### EXERCISE PROMPT
In the data below, restate exactly the lines from the one with "Please point out the metal" to the final line, both included, but not the pictures.

Saved entries
***

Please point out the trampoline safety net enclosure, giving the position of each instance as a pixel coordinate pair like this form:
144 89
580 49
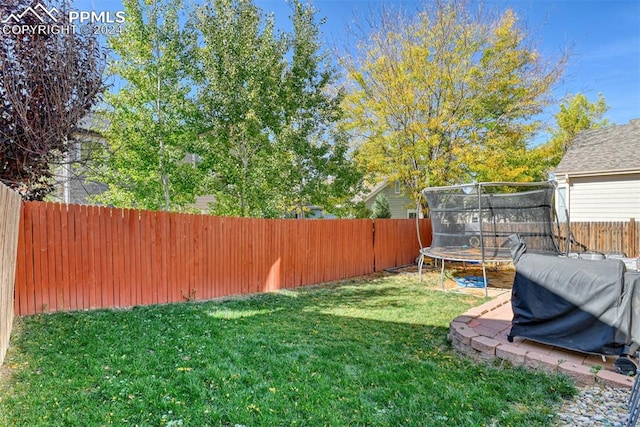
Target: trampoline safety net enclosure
471 222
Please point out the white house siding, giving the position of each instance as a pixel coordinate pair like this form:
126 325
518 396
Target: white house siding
399 204
609 198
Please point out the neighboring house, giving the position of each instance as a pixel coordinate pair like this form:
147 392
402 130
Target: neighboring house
73 186
599 175
400 204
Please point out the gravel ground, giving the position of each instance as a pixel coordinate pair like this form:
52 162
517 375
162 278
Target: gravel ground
595 406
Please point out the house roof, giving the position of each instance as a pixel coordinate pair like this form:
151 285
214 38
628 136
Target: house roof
604 151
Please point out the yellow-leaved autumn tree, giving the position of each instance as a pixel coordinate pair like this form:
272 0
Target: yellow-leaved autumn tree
446 95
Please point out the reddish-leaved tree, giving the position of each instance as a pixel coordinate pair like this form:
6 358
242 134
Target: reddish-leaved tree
50 77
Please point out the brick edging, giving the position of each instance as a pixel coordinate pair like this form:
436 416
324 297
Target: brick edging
465 340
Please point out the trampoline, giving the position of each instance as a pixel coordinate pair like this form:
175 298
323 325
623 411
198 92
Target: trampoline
472 222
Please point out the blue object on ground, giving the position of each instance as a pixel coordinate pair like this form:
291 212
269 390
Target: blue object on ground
471 281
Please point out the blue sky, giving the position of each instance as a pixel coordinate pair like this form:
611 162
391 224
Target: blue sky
604 36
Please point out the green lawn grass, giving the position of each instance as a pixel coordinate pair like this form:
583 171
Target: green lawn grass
356 353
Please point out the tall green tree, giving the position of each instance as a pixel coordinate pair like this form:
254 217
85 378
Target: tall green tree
268 113
446 96
239 93
381 208
318 169
147 159
576 114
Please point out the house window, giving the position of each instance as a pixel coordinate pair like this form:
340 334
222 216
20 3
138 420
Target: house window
561 204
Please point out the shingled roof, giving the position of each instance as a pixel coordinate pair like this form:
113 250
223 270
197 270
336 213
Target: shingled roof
608 150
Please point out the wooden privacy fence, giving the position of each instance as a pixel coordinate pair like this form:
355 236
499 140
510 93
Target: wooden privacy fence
73 257
607 237
9 225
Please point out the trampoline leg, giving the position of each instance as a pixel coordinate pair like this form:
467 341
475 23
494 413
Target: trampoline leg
634 412
484 276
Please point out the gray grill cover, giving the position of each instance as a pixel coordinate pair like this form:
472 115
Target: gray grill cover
590 306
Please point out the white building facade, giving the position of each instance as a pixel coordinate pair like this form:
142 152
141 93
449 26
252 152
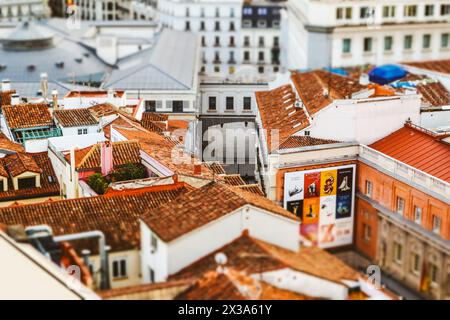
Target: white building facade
364 32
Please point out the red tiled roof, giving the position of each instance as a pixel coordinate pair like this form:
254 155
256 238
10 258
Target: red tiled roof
419 149
124 152
202 206
117 216
234 285
442 66
49 183
311 87
254 256
279 113
75 117
303 141
27 115
8 145
103 109
18 163
162 149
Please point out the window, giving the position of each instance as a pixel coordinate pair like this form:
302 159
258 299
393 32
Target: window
247 103
120 268
434 274
407 43
364 12
368 190
410 11
27 183
398 257
388 11
445 9
444 40
417 214
177 106
151 274
436 224
150 106
400 206
388 42
367 44
426 41
346 45
415 264
246 56
367 232
261 56
154 243
229 103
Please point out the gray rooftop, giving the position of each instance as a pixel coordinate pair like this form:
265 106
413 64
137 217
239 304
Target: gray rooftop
169 65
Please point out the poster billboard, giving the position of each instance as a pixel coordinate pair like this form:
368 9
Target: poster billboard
324 199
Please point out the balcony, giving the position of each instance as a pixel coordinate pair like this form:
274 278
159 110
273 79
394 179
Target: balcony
405 172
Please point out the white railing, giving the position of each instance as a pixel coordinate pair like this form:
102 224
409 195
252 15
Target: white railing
405 171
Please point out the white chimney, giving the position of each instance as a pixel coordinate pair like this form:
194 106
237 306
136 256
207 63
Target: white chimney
364 79
15 99
55 99
6 85
44 85
110 95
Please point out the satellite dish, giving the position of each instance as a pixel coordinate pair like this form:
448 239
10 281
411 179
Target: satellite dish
221 258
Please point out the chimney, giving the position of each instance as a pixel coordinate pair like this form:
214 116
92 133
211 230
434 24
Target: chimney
6 85
110 94
55 99
44 85
364 79
15 99
106 157
197 169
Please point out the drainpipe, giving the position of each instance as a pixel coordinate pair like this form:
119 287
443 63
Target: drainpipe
104 282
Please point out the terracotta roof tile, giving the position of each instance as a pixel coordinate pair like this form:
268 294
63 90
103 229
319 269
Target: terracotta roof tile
103 109
278 112
254 256
311 87
233 285
75 117
117 216
27 115
418 148
18 163
5 97
49 183
303 141
8 145
124 152
442 66
202 206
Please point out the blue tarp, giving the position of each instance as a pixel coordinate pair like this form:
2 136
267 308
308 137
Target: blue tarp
386 74
338 71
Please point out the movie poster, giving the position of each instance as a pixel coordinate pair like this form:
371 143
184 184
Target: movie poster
324 201
328 183
327 234
296 207
312 185
311 210
343 206
310 232
344 181
327 209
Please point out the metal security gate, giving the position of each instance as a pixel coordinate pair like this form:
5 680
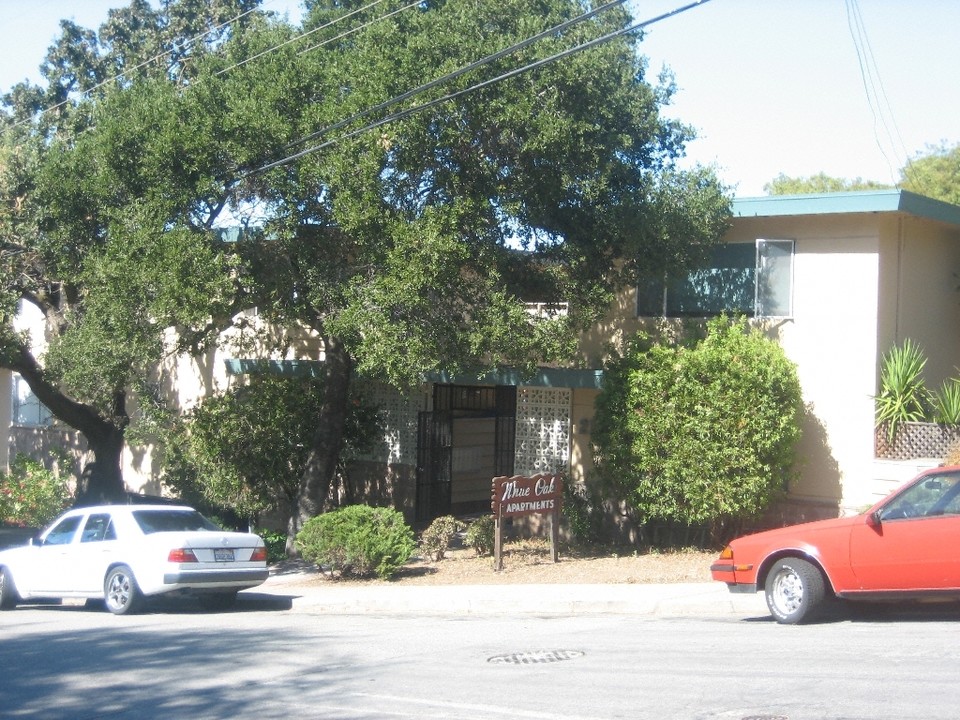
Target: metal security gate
435 440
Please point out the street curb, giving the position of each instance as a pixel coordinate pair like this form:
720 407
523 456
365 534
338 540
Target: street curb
311 595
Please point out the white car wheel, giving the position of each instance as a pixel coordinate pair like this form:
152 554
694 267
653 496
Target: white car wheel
8 591
795 591
120 591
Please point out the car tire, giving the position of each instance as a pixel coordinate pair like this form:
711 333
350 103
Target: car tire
218 601
9 597
121 594
794 590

***

### SOLUTION TO THIS EXERCISE
Please point out the metal security gate, giving the position of each instance as a pixel coordinate pair like this form:
5 680
Target: metal security gate
435 440
Please point out the street curb, giving the position of each instance as a pixel coordinate pair like this form:
720 407
523 456
365 534
338 540
Target: street curb
311 595
Please point out the white car wheel, giving the position of each instance as a pixel coordinate pair like this form:
152 554
694 267
653 496
Target: white car wheel
8 591
795 591
120 591
Please point out the car tire, giving the position of each instance as a pixel coordinate pair like this form:
711 333
350 103
Target: car tire
218 601
9 597
121 594
794 590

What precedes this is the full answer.